[Object position labeling entries]
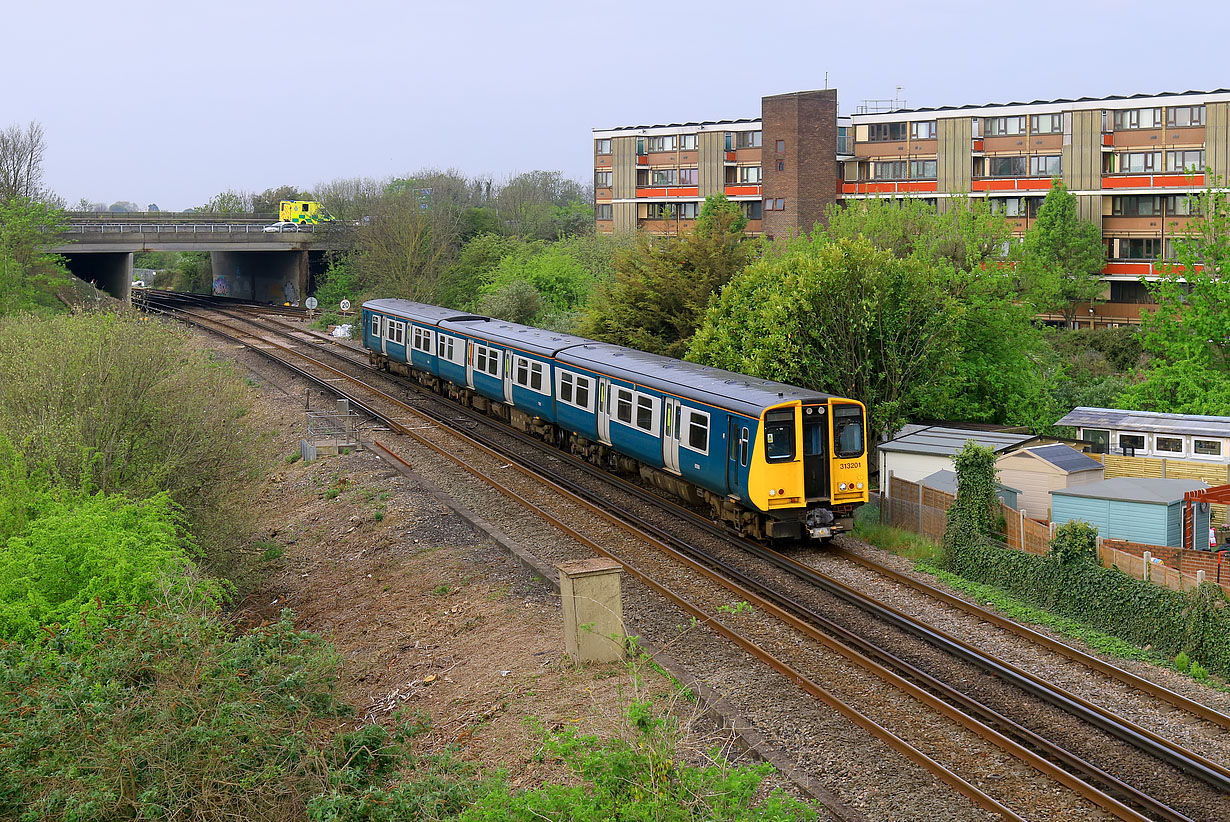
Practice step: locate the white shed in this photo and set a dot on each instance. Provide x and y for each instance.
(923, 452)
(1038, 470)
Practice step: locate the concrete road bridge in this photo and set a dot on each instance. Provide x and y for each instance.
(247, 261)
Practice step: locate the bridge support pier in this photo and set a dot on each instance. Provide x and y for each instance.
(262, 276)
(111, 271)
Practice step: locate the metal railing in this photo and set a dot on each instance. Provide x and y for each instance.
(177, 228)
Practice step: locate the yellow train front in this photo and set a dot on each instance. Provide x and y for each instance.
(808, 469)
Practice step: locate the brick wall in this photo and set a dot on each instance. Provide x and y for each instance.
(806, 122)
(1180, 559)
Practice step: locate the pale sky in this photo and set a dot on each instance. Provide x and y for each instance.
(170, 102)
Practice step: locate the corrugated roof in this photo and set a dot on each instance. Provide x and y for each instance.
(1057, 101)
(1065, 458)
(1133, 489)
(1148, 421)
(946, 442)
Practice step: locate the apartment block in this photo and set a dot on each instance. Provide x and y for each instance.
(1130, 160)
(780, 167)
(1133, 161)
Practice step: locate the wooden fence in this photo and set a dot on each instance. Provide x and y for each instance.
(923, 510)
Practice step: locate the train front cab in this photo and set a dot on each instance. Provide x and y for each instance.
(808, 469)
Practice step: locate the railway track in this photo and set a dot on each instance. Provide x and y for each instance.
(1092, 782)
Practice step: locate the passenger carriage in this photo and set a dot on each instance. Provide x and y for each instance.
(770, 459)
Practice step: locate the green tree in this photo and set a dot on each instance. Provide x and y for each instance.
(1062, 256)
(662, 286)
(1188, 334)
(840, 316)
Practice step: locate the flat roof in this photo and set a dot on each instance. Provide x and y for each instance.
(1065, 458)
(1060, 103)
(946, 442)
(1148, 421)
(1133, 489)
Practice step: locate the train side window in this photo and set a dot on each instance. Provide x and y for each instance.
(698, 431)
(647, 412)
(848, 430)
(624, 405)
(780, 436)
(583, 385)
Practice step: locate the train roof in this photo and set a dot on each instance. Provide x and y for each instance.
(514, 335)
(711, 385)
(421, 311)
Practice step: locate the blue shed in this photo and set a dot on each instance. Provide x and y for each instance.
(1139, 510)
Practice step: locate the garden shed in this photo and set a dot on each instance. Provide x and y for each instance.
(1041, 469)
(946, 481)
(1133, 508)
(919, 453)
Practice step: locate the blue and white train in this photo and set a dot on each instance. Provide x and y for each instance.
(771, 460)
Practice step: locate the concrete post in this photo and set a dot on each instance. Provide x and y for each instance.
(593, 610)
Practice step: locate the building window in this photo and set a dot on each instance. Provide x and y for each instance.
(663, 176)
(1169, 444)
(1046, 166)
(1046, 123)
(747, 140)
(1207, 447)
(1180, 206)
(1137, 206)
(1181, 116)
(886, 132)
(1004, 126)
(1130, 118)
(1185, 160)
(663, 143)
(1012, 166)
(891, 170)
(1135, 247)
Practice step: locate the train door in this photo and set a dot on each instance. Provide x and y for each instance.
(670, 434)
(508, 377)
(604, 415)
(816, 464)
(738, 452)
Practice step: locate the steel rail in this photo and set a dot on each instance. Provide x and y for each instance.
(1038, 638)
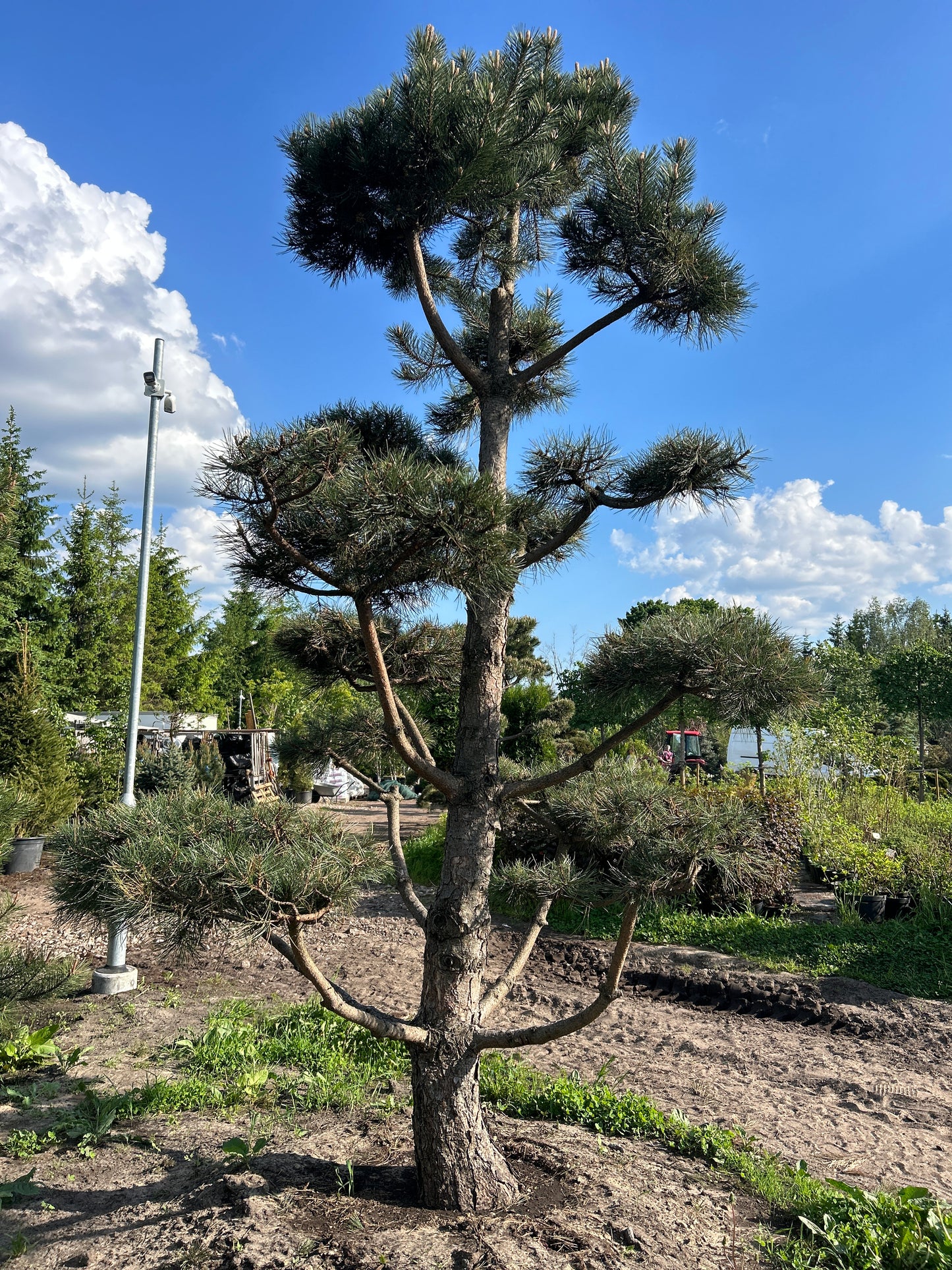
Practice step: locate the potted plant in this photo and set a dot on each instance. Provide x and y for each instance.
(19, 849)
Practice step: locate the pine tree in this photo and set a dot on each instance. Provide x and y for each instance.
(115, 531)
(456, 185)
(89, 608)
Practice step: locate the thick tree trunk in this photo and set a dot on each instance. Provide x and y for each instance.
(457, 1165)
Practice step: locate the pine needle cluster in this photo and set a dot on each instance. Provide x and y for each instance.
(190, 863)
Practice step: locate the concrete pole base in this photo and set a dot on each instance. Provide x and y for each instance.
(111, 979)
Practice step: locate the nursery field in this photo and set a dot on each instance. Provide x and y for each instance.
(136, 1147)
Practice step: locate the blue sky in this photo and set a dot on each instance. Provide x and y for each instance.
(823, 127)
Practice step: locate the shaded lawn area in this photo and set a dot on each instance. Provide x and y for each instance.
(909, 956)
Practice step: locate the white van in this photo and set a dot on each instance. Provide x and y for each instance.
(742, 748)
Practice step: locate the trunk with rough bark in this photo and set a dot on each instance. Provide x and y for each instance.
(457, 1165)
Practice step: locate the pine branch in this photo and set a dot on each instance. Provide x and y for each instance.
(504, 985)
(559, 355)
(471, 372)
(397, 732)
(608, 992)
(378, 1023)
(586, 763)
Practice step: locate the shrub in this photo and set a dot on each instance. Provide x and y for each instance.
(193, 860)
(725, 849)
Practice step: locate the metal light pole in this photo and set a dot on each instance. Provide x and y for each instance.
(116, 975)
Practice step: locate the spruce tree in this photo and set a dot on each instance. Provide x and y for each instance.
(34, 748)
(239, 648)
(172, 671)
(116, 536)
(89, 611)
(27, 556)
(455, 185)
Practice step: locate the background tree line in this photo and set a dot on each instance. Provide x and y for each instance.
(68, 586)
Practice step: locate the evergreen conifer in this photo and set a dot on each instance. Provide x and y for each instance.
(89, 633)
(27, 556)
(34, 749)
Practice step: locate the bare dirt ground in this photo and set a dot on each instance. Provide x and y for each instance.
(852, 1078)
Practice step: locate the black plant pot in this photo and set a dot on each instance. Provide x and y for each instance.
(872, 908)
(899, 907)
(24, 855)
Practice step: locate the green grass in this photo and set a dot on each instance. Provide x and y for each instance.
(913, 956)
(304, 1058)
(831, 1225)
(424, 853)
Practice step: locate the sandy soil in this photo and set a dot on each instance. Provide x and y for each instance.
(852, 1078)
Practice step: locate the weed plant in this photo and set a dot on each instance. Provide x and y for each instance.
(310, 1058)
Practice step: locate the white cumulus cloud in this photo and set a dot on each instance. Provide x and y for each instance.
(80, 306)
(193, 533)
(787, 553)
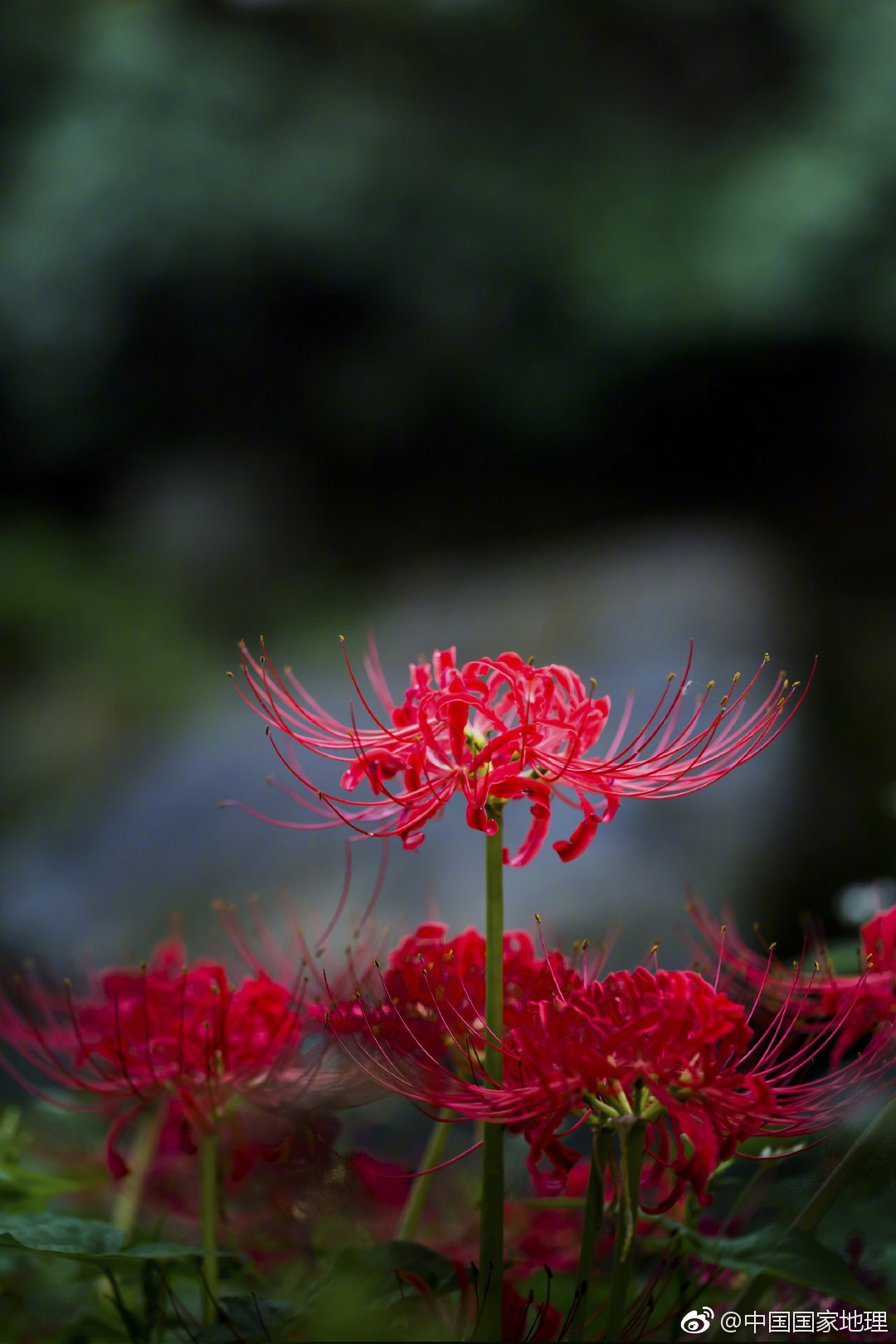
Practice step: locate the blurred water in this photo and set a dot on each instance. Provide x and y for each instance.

• [What you should do] Without including the pictures, return each record above exactly as it stands.

• [Final result]
Practice step: locate the white shed in this photo and set a dot on each instance. Provide x and y for each instance.
(923, 452)
(1038, 470)
Practice step: locate the concrete road bridge in this photo and set a dot on each instance. Provide x and y for each instance.
(247, 261)
Practice step: locate the bridge support pier in this photo and set a dot on each instance. Provide x and y for each instance.
(262, 276)
(111, 271)
Practice step: locate the metal railing in this photo and set a dot on each instance. Provide x and y for each instance.
(177, 228)
Practice step: locate the yellow train front in this photo and set a dot on each instance. Provide x and y for each instance.
(808, 469)
Practice step: locate the brick wall in this photo and set a dot on each instance. Provide x and y for each instance.
(806, 122)
(1180, 559)
Practice step: locate the pale sky in this photo and set a dot on each instance. Provide x and y for each instance.
(170, 102)
Practice step: locate the corrugated roof in this photo and set a dot on each instance. Provide x and y for each instance.
(1057, 101)
(1065, 458)
(1133, 489)
(1148, 421)
(946, 442)
Practice step: locate the apartment block in this photo and set a dot on each instance. Provide x and y for each instance.
(1130, 160)
(780, 167)
(1133, 161)
Practice step: locate the wooden fence in this photo and set a dot on each instance. Provide x and y for each instance.
(923, 510)
Practice step: locate the train front cab in this photo and set a dot on each instance. Provide x and y for each instance.
(808, 469)
Practice step: locate the railway track in this photo and set a dot on each instance. Provide x and y for each instance.
(1092, 782)
Practice step: locate the passenger carriage in this photo and set a dot on each instance. Provide x and y for each instance.
(770, 459)
Practice step: locate the green tree in this photo and set a dot on each instance. Provide x and y for each instance.
(1062, 256)
(662, 286)
(1188, 334)
(840, 316)
Practice step: locate the flat roof in this photo and set a dot on each instance. Provide x and y for each instance.
(1065, 458)
(1060, 103)
(946, 442)
(1148, 421)
(1133, 489)
Practice step: locate the train side window in this photo and set a dot on each instance. Provide x and y for each instance.
(698, 431)
(647, 412)
(848, 430)
(624, 405)
(780, 436)
(583, 385)
Practice step: locate the train roof in this photo and set a dot on each instance. Provide x and y for each instance.
(514, 335)
(711, 385)
(421, 311)
Practice step: locate the blue shed in this photo and set a dot on each instance. Provide x and y for each instance.
(1139, 510)
Practice step: locate the garden shed in this photo and set a dot on each instance. Provide x and y for each instance.
(1041, 469)
(946, 481)
(1133, 508)
(919, 453)
Practice step: locate the blue and white train in this photo and set a dot on each instance. Provide x and y for each instance.
(771, 460)
Practice step: locate the concrete post in this photo and set a dot on each instance. Provide x and y for each instance.
(593, 610)
Practice step: locate the building window in this photo and set a dot on each instance. Provide x and y for each instance.
(663, 176)
(1169, 444)
(1046, 166)
(1046, 123)
(747, 140)
(1207, 447)
(1180, 206)
(1137, 206)
(1181, 116)
(886, 132)
(1004, 126)
(1130, 118)
(1185, 160)
(663, 143)
(1012, 166)
(891, 170)
(1135, 247)
Practice step: locate the train door in this photo and set a dot on each instance. Provide x and y for each instance.
(670, 434)
(508, 377)
(604, 415)
(816, 464)
(738, 452)
Practice step: locate the steel rail in this photo and set a dot on each instance. Provide x and y for each instance.
(1038, 638)
Practice step: locate the potted plant in this photo and set a dot on each instance. Provide x and y for each instance.
(19, 849)
Practice step: locate the pine tree in this photo and set a dot on each instance. Provide x and y for each instance.
(115, 531)
(456, 185)
(89, 608)
Practice step: locate the thick tree trunk in this photo and set a dot on each instance. Provide x and y for each instance.
(457, 1165)
Practice step: locate the pine needle cluster in this photo and set a dot on each instance. Provide x and y for each instance.
(190, 863)
Practice step: locate the concrete pole base in this photo and set a dot on each instance. Provide x and y for each instance.
(111, 979)
Practice step: locate the nursery field in this photo and set a dot on each instance. Provide x and y for each instance.
(136, 1147)
Practice step: locate the blue sky in this photo and set a dot on each instance. Provide x and y for each instance.
(823, 127)
Practice step: locate the shaded lawn area in this photo and set a dot on each instance. Provide x and y for each instance.
(909, 956)
Practice step: locate the white van in this photo and set a dot on each instance. Provide x and y for each instance.
(742, 748)
Practice step: locate the trunk with rough bark in this photo and set a dot on each instance. Provide x and y for each instance.
(457, 1165)
Practice step: locate the pine branch in this photo and set a dot on each instance. Provide x and y for each instance.
(504, 985)
(559, 355)
(471, 372)
(397, 732)
(608, 992)
(378, 1023)
(586, 763)
Practice step: locate the shrub in this photo and set a dot on each instance. Provide x and y for each instance.
(193, 860)
(725, 849)
Practice step: locate the metal light pole in this photo and set a dot on each instance. Provide x and y for each instance.
(116, 975)
Practice step: locate the spruce tree in this photo and set a dot on each instance. Provide x and y for each instance.
(34, 748)
(239, 648)
(172, 671)
(116, 536)
(89, 611)
(27, 556)
(455, 185)
Practice step: locate the background tree line in this photo and set a dot on each instance. Provide x and y for each instance.
(68, 586)
Practice step: locate the evergreen conifer in this photo and set a dot on each instance. Provide x and y for each instance.
(89, 633)
(27, 556)
(34, 749)
Practice step: locate the bare dirt ground in this photo and set a dot on each instance. Provide x and y for each instance.
(852, 1078)
Practice step: locate the black plant pot in this photo and set a dot on each instance. Provide x and y for each instance.
(872, 908)
(899, 907)
(24, 855)
Practice step: locate the green grass in this photo and set a dot on each instance. Provide x and y for each instance.
(913, 956)
(304, 1058)
(831, 1225)
(424, 853)
Practice step: locate the sandy soil in this photo and set a dot on each instance. Provide x and y for each instance.
(852, 1078)
Practice step: locate the weed plant in this photo and set a dot on each instance. Provide x and y for each instance.
(310, 1058)
Practice step: locate the white cumulus cloud in this photo and set a dot on each instance. Provide x and y for each instance.
(80, 306)
(193, 533)
(787, 553)
Practice step: locate the blurred water in this photo and set a dot on each instance. Provide x and y for each instance.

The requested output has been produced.